● **WHAT THE EXERCISE ASKS**:
Display every line of the listing that contains the string "wooden", matching uppercase and lowercase letters exactly.

● **SOURCE DATA**:
-------------------------
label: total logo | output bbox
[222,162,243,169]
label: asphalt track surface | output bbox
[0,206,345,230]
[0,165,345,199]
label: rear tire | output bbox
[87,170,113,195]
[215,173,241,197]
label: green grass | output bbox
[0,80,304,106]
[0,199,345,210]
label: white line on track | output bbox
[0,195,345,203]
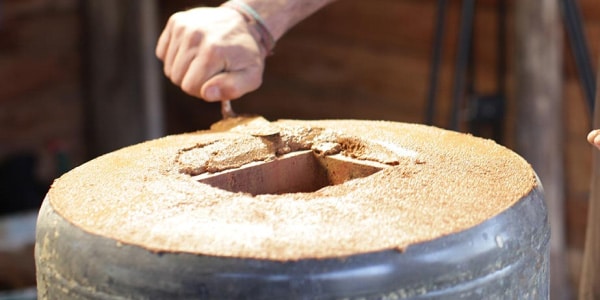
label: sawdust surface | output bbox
[46,120,537,261]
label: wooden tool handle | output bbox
[579,64,600,300]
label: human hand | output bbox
[156,7,267,101]
[588,129,600,149]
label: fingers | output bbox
[200,65,263,101]
[156,8,265,101]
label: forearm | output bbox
[237,0,335,40]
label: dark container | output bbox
[36,186,550,300]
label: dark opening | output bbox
[195,151,386,195]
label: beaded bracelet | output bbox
[221,0,275,55]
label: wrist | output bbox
[221,0,275,55]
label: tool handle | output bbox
[221,100,237,119]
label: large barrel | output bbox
[36,121,550,299]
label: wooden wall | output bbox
[0,0,600,292]
[162,0,600,286]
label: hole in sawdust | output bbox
[194,151,387,195]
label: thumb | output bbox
[200,66,263,102]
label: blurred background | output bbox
[0,0,600,299]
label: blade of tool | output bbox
[210,100,279,137]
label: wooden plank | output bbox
[83,0,159,157]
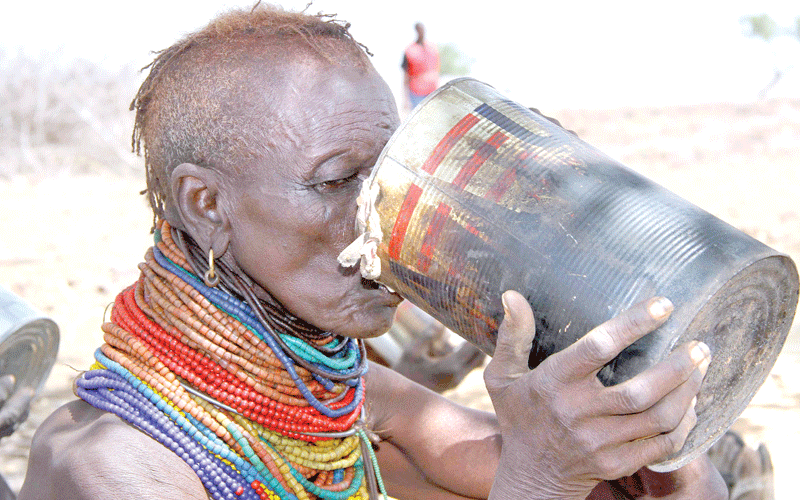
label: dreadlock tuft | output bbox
[130,1,372,221]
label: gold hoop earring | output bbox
[203,248,219,288]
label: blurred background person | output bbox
[401,23,439,111]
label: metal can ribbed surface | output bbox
[366,79,798,470]
[0,287,59,400]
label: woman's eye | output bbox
[314,172,359,191]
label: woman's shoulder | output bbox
[18,400,208,500]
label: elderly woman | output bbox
[19,7,725,500]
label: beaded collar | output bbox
[75,221,386,500]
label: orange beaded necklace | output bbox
[76,222,385,500]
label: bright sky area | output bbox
[0,0,800,111]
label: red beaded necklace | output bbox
[76,222,382,500]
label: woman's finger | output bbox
[597,341,711,415]
[553,297,673,380]
[484,290,536,383]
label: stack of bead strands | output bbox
[76,222,386,500]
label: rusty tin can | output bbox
[340,79,798,471]
[0,286,59,402]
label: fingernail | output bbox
[689,342,711,367]
[697,357,711,377]
[648,297,674,319]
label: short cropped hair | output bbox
[131,2,371,218]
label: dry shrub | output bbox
[0,52,141,178]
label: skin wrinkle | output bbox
[19,4,724,500]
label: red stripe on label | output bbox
[422,114,480,174]
[453,132,508,189]
[417,203,450,273]
[389,184,422,260]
-------------------------
● **RESPONSE BELOW**:
label: wooden tool handle | output bbox
label: wooden wall | output bbox
label: wooden plank | output bbox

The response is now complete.